### REQUIRED WORK
Write every line out verbatim and omit the pictures.

== ROWS

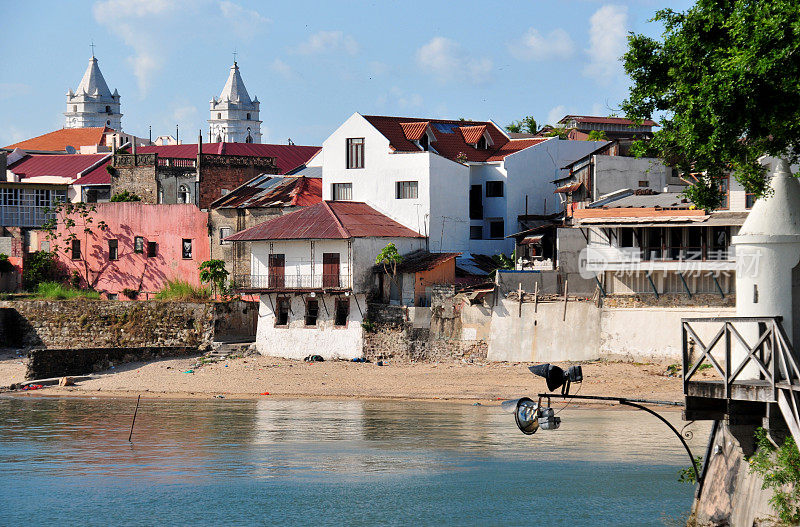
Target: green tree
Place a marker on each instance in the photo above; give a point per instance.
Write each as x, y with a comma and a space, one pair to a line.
389, 258
125, 196
724, 74
527, 125
213, 272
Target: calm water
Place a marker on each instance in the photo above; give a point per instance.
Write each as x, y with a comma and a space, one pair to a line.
271, 462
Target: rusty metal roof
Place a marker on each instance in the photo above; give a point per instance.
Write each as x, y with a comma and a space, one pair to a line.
273, 191
327, 220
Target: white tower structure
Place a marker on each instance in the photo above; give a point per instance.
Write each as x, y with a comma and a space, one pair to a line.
768, 256
93, 104
234, 116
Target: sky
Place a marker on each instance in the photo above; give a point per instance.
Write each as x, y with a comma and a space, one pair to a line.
312, 64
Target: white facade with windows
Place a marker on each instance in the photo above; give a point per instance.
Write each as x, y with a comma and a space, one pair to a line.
92, 104
234, 116
432, 194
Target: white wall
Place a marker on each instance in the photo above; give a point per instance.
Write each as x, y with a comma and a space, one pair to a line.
298, 340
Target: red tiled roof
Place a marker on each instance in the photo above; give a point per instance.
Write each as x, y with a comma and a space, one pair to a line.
605, 120
449, 137
514, 146
414, 130
287, 157
54, 165
59, 140
472, 134
327, 220
264, 191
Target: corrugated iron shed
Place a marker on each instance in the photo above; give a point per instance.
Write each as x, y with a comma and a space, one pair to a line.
327, 220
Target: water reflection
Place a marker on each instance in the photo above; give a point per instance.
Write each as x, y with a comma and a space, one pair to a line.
265, 452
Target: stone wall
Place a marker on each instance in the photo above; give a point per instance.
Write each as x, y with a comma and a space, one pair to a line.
393, 336
48, 363
101, 324
139, 180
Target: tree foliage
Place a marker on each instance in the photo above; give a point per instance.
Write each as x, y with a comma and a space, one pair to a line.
725, 74
526, 125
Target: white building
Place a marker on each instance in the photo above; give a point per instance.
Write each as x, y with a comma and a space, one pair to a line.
93, 104
313, 269
234, 116
463, 184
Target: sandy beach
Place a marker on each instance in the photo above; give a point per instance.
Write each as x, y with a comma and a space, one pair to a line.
260, 376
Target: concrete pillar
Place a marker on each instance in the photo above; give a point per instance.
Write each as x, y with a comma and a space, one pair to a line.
767, 255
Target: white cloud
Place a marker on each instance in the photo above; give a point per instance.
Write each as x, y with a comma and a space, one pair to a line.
327, 42
246, 23
555, 114
446, 60
399, 99
131, 21
608, 29
556, 45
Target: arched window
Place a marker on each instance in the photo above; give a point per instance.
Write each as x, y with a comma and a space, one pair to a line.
183, 194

====

### EXPECTED ANSWER
Target: green tree
Place a marker on each instance in the photo above; give a point per instance.
Write each as x, y with a comma and a space, one pair to a line.
389, 258
125, 196
724, 74
527, 125
213, 272
Target: calm water
Place a marker on each instance in the photo above; give a point per instance.
Write each as x, y with a comma and a space, one pair to a line.
271, 462
Target: rusty metal roof
Place a marker on each instance in the photo above; give a point per instance.
Write each as x, y with a comma and a space, one pair to a line.
273, 191
327, 220
Target: white tower structure
Place a marker on each instance in the photo above; give a point per instance.
Write each as x, y with a comma and a space, one pair to a line.
768, 256
93, 104
234, 116
Target: sky
Place a marker on each instance in the photo above; give a point per instance.
Write each as x, y with a comma and a space, one pair to a line.
312, 64
Target: white facade with windows
Place a marker on each instance in the photo above; give a point per instance.
Write each as x, y with a comma and a space, one pair to a line.
92, 104
234, 116
432, 194
Target: white wall
Place a marker on each instance in the photo above; give a point per instance.
Write each as x, y with a comma and a space, one pair to a line.
298, 340
Target: red tiled roof
Place a marker on each instance in the photo above; give a point per instance.
Write each as x, y with a comma and a space, one pair to a line.
605, 120
449, 137
514, 146
414, 130
287, 157
54, 165
59, 140
472, 134
327, 220
264, 191
Target: corrugated iron shed
Place a marker on each instance in the photo above; give a point per instance.
Write each as x, y with a comma and a space, one pair to a line.
327, 220
Target: water reflection
Place a marker on each instance in the photo above; give a point per instance.
Write each as x, y with a comma and a space, one pair to a line.
265, 452
Target: stone wall
Place a marker on each instance in the photo above; give a point per instance.
Write each as x, y with a comma and a space, one pair to a line.
393, 336
48, 363
101, 324
139, 180
Target: tree foliage
Place a marker on each instance in the photo above; give a point per instance.
Write each as x, y with a comma and a space, one pair to a line.
725, 74
526, 125
Target: white building
Place a marker on each instance in the photo above; give a point per instance.
Write each as x, y with a comma and a space, one pair to a line.
93, 104
313, 269
234, 116
463, 184
Target: sandy beach
Place a marker on each instance in the photo above; give a point per instance.
Write each as x, y with a comma and a space, one pair to a line.
260, 376
Target: concrete pillar
Place a marker on each instance in the photo above; give a point per instance.
Write each as x, y with a comma and a space, one pair to a line.
767, 255
Target: white cloud
Place a marker on each instance in the photo above; give a point per instance.
Write each as x, y with a comma and a space, one pair to a line.
327, 42
246, 23
555, 114
446, 60
399, 99
131, 21
608, 29
556, 45
Target: arched window
Place a marker on each instance in the photo above; give a point per instance.
Write each as x, y with a comma and a space, one pair to a line.
183, 194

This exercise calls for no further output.